> Exercise:
Return the full listing, keeping every line exactly as it is.

Start of Exercise input

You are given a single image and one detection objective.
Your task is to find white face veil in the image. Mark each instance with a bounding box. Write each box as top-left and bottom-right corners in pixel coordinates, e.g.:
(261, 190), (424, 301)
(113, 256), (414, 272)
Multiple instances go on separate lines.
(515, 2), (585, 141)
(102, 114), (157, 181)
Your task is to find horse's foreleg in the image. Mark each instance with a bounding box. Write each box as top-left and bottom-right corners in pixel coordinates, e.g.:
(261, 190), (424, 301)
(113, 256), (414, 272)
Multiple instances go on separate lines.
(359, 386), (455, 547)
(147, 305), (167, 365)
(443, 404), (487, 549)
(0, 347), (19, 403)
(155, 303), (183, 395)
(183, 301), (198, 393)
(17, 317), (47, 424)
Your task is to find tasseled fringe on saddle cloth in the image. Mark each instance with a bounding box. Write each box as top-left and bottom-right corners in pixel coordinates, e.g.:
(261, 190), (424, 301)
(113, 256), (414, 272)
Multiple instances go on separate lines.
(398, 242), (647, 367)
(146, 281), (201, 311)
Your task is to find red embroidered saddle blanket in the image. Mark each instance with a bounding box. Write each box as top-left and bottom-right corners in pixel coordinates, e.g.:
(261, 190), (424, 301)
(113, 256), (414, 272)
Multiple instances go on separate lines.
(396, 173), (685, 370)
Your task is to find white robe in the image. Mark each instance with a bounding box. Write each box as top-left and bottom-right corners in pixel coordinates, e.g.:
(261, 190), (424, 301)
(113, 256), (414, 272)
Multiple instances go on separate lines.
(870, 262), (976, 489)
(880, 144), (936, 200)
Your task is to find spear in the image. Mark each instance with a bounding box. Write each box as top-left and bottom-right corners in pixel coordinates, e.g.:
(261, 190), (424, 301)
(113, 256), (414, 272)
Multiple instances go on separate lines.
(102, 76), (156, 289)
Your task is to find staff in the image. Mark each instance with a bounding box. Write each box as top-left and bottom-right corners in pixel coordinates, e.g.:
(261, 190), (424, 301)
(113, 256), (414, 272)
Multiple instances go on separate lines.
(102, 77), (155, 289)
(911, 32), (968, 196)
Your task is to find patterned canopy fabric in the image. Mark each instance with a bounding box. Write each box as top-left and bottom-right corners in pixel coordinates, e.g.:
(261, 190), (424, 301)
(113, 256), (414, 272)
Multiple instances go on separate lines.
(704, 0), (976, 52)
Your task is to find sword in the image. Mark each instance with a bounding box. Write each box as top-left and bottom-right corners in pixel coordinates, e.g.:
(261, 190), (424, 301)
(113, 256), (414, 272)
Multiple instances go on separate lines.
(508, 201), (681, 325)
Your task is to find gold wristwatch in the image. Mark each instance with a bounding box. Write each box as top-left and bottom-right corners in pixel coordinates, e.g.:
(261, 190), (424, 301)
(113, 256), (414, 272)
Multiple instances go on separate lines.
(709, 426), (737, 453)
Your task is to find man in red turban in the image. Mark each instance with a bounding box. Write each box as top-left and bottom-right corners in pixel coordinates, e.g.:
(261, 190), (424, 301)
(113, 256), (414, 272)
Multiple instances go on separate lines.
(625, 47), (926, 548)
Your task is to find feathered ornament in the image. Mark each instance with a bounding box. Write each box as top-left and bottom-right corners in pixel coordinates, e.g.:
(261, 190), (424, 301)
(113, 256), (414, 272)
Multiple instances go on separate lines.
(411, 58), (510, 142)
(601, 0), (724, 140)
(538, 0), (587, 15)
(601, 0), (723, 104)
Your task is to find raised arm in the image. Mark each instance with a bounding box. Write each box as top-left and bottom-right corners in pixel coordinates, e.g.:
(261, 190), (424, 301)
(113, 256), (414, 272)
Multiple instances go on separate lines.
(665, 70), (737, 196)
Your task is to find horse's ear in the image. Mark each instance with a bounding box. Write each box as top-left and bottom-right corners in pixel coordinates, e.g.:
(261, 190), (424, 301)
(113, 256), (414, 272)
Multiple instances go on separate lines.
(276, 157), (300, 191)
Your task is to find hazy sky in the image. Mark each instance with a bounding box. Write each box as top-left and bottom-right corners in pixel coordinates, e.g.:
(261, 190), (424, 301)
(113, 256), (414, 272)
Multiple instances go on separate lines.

End of Exercise input

> Output for this task:
You are given a single image and one detection objective.
Your task is to find white face veil in the image. Mark each instance with a bounding box. Write each box as top-left and bottom-right corners in pixel coordinates, e.g.:
(261, 190), (424, 301)
(113, 256), (414, 272)
Multiple instances go on separate lines.
(515, 2), (585, 141)
(102, 114), (157, 181)
Your task is to find horse's foreleg in the image. Mark each instance with a bounding box. Write each box as top-left and bottom-right corners in pixel coordinates, e.g.:
(261, 190), (424, 301)
(113, 256), (414, 272)
Multiple instances go on separate lines.
(359, 386), (455, 547)
(147, 305), (167, 365)
(443, 404), (487, 549)
(0, 347), (19, 403)
(155, 303), (183, 395)
(183, 301), (198, 393)
(17, 317), (47, 424)
Your task is to find tasseled fringe on saddle cloth in the image. Mark each instance with a bounding box. Write each box as top-left and bottom-right corners in pixel coordinates, e.g.:
(261, 190), (424, 301)
(113, 256), (414, 272)
Multiple instances go on separate lines.
(398, 242), (647, 367)
(146, 281), (201, 311)
Your task is to find red embroidered saddle blanket in the image. Mark each instance with a bounding box. Write each box as top-left and bottom-right corners in pixel coordinates, e.g.:
(261, 190), (424, 301)
(113, 256), (414, 272)
Multiple instances go on separate lines.
(396, 173), (685, 370)
Your task is to find white robe in the image. Mark each instance with a bounding box. Write each box as top-left and bottom-right corners in pixel coordinates, e.g.:
(261, 190), (424, 301)
(113, 256), (414, 272)
Multiple instances go on separate lines.
(870, 262), (976, 489)
(880, 144), (936, 200)
Your task is to find spear in the image. Mark each instance with a bounding box. Write each box as top-left and bottom-right corners in pixel coordinates, e.g.:
(261, 190), (424, 301)
(113, 256), (414, 272)
Multiple instances go on separate lines.
(102, 76), (156, 289)
Your task is to find staff in the image. Mark each instance with a bounding box. Write each box as top-left and bottom-right corners in pixel coordinates, e.g.:
(261, 190), (424, 301)
(113, 256), (414, 272)
Multiple instances go on separate lines.
(102, 77), (155, 289)
(911, 32), (968, 196)
Your task is to find patterned canopy fabric in the image. Mark each instance with a bounding box. Write each box as top-left and bottom-right corners in pixel coordinates, e.g.:
(261, 190), (424, 301)
(113, 256), (414, 272)
Multiple instances go on separate lines.
(704, 0), (976, 52)
Your task is to find sword in the image. Mark each instance with a bounding box. Write each box as top-left and bottom-right corners in pixel coordinates, e.g.:
(261, 190), (424, 301)
(113, 256), (414, 272)
Multiple instances go on separate lines.
(508, 201), (681, 325)
Your task is to find gold wristwatch in the image. Mark each instance with a bounding box. Write each box as top-left and bottom-right corners in pixel coordinates, e.g.:
(261, 190), (424, 301)
(113, 256), (414, 272)
Multiple instances go on separate lines.
(709, 426), (737, 453)
Your task is to find man in red turban in the image. Mark each instance with a bounding box. Write each box as top-left and bottom-right corners in pixel coordinates, e.g.:
(261, 190), (424, 301)
(113, 256), (414, 272)
Multiple instances go on separate lines.
(625, 47), (926, 548)
Your task is to find feathered ornament in the image. Mark each instance with a bounding box. Write each box as top-left and bottom-right corners in pixel coordinates, e.g.:
(261, 190), (424, 301)
(113, 256), (414, 272)
Multiple instances go on separate lines.
(411, 58), (510, 142)
(601, 0), (724, 140)
(538, 0), (587, 15)
(601, 0), (723, 104)
Your task is to find raised arm in the image. Mark each instance with a bounding box. Write each box as top-left and bottom-right corners in pixel coordinates, e.g.:
(261, 190), (424, 301)
(113, 256), (414, 272)
Multiple instances go on separate lines.
(665, 70), (737, 196)
Your task is to find horse's ear in the image. Mark each instance with a bounding box. Write each box as top-left and bottom-right corners in pixel coordinates, e.g.:
(261, 190), (424, 301)
(113, 256), (414, 272)
Multiple instances go on separate lines.
(276, 157), (300, 191)
Your task is to find hazy sky in the image. Mark each instance with a bounding box. Write each box as top-left and bottom-right corners in pixel coordinates, e.g.:
(261, 190), (424, 301)
(113, 256), (414, 272)
Multiple instances go on separate lines.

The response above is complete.